SOURCE MATERIAL:
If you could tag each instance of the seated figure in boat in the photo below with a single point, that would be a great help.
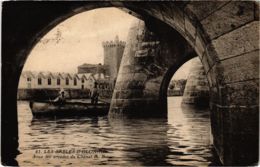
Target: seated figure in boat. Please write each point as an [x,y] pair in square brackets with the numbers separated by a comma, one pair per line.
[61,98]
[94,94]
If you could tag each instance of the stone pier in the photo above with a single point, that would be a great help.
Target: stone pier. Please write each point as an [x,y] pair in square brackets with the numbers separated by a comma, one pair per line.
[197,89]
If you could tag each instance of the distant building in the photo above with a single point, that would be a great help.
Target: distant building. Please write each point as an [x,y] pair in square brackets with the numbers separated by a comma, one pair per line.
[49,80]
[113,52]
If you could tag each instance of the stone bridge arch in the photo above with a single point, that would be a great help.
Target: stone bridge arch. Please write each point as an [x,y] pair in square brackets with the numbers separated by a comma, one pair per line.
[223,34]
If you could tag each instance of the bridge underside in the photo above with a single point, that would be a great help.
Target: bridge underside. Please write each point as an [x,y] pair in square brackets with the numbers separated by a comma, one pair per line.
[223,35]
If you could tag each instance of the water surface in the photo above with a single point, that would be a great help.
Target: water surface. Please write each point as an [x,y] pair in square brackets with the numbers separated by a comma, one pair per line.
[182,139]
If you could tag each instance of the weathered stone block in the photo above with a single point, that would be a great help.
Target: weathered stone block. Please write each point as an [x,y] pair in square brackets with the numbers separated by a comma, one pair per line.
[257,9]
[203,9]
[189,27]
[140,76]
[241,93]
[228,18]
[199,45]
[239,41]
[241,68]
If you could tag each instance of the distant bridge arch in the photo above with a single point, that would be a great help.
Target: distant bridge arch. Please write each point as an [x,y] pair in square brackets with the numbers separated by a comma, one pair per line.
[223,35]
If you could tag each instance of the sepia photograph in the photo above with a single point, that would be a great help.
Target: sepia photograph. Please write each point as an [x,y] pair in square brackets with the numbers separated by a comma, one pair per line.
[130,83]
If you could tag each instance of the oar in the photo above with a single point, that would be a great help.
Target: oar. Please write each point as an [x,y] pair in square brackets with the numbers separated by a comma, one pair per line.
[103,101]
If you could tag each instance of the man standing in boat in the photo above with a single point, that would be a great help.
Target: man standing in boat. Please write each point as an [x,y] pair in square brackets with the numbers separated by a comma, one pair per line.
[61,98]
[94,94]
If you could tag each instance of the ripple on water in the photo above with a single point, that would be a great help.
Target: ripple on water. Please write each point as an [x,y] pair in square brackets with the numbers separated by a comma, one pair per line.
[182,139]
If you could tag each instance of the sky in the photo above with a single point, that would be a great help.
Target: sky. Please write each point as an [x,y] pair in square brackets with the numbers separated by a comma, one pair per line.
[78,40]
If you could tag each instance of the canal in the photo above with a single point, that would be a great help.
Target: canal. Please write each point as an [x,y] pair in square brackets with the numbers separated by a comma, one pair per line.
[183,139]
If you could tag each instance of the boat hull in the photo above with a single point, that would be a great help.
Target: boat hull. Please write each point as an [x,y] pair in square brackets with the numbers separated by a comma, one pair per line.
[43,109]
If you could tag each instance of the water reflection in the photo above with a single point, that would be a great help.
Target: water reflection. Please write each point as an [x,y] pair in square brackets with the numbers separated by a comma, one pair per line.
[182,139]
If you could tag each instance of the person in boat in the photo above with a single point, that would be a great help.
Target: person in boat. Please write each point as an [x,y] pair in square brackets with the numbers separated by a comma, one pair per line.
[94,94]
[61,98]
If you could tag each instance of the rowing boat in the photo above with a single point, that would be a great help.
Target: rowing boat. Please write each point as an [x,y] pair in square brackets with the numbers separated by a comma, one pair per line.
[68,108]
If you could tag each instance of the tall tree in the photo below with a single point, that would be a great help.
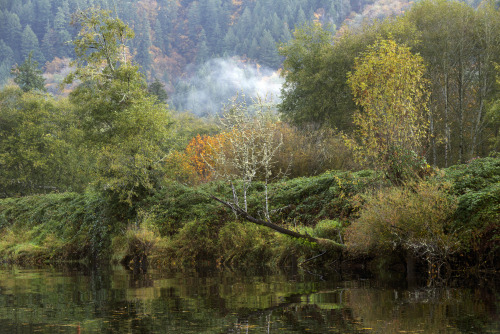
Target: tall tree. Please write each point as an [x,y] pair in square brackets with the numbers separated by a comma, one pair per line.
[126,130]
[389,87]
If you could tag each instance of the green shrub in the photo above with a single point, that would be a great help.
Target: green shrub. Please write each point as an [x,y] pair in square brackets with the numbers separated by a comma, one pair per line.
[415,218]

* * *

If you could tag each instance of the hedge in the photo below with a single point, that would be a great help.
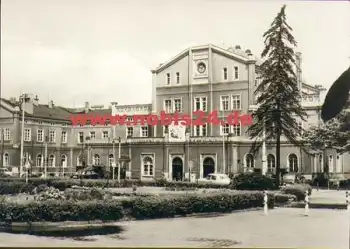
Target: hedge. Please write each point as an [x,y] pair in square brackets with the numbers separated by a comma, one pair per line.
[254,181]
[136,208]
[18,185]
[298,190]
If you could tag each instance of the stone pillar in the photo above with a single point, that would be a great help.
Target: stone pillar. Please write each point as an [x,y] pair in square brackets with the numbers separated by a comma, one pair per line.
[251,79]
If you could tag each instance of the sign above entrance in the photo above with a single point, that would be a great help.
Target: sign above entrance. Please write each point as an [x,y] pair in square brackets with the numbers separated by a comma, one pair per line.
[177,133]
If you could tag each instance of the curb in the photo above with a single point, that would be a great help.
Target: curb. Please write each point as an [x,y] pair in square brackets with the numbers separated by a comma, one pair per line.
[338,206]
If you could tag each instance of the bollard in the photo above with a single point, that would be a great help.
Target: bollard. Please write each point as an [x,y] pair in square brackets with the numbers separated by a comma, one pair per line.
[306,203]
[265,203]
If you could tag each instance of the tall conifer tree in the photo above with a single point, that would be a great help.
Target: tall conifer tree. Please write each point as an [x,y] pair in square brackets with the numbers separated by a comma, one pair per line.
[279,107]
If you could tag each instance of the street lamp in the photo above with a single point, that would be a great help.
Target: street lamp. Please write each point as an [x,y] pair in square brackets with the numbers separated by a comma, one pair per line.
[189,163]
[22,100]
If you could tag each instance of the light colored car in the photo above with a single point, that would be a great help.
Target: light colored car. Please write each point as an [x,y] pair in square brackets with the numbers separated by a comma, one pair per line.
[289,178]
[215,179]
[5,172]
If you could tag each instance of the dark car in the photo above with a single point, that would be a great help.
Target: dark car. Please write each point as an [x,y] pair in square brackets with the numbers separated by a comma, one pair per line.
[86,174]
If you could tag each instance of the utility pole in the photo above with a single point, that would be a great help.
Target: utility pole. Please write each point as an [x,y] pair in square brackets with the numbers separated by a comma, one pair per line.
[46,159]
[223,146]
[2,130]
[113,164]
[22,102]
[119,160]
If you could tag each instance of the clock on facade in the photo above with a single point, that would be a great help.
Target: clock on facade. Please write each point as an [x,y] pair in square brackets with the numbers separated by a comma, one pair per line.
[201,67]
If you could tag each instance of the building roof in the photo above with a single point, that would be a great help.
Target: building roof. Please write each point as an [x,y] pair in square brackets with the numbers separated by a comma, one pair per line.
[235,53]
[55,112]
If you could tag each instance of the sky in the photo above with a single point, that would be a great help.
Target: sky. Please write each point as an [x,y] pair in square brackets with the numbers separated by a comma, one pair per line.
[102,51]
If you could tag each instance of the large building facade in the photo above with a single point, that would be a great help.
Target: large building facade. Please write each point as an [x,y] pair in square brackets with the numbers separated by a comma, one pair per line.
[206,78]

EXERCISE BRIEF:
If a line in the entries contains the word "below", copy that line out.

ANSWER TO THE EXERCISE:
If you could tag each instance of the seated figure in boat in the photo below with a single point, that would be a great help.
If you could tag each instance of the tall tree in the photo below with a single point, that would be a great help.
If you could tag each instance of the hedge in the photo below with a single point, that would be a great help.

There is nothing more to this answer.